The intellectual property world is increasingly resigned to a future where AI companies enjoy broad license to use copyrighted material for training purposes, with minimal consent or compensation to creators. This outcome is being presented as technically necessary, economically inevitable, and somehow already baked into law. It deserves far more critical examination than it currently receives.

The logic is seductive. Large language models require vast datasets. Obtaining permission from millions of copyright holders would be administratively burdensome. Therefore, some form of training exception is "inevitable." Tech companies litigate with confidence. Policy conversations assume the compromise is already decided. But accepting this framing means accepting a particular distribution of risk and benefit that wasn't handed down by nature.

Consider what's actually being proposed: that copyright holders lose control over whether their work trains commercial products that compete with them or diminish their market. A novelist's work becomes data for a system that generates fiction. A photographer's archive trains models that displace photographic work. A software engineer's code trains tools that automate coding tasks. The creator bears the innovation risk while someone else captures the value.

Supporters argue this mirrors fair use doctrine. But fair use has always been contextual and narrow. It permits limited copying for criticism, education, news reporting, or parody. It doesn't typically permit wholesale appropriation for commercial product development. Reframing training datasets as analogous to fair use requires ignoring significant legal and practical differences.

□ □ □ □ □

> _Task prompt_: According to the commentary on AI training and copyright, which purposes does fair use permit limited copying for? List all of them.

□ □ □ □ □

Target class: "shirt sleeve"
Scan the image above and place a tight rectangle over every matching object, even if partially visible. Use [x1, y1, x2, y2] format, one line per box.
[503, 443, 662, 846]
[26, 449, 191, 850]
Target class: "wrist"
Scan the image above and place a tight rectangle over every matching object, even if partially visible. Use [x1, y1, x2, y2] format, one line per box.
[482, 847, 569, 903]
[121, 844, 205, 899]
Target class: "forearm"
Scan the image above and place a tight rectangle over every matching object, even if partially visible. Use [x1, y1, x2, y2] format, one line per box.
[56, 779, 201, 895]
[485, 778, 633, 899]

□ □ □ □ □

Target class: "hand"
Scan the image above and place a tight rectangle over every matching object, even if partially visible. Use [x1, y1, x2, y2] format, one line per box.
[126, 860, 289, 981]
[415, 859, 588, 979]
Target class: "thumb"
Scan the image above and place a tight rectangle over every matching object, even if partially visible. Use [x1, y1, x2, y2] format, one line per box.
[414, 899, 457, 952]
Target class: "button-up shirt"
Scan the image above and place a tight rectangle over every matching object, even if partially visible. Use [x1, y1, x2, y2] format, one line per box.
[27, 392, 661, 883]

□ □ □ □ □

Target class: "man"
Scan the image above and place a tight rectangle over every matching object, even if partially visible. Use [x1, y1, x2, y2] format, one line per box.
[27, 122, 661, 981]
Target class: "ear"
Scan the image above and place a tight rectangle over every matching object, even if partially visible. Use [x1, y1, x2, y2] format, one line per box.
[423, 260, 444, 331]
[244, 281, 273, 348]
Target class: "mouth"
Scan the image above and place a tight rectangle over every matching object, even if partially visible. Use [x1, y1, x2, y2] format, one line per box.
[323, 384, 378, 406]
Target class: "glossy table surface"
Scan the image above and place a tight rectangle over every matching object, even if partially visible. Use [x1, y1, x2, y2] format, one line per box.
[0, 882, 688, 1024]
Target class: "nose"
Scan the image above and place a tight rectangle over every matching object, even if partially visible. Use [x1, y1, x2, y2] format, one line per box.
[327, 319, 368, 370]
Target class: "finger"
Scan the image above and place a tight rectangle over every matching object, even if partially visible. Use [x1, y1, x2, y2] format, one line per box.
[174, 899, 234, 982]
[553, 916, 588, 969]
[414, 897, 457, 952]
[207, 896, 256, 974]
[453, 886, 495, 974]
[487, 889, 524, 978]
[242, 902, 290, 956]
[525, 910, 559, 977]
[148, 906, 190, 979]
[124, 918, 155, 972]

□ □ □ □ □

> _Output for this task_: Criticism, education, news reporting, and parody.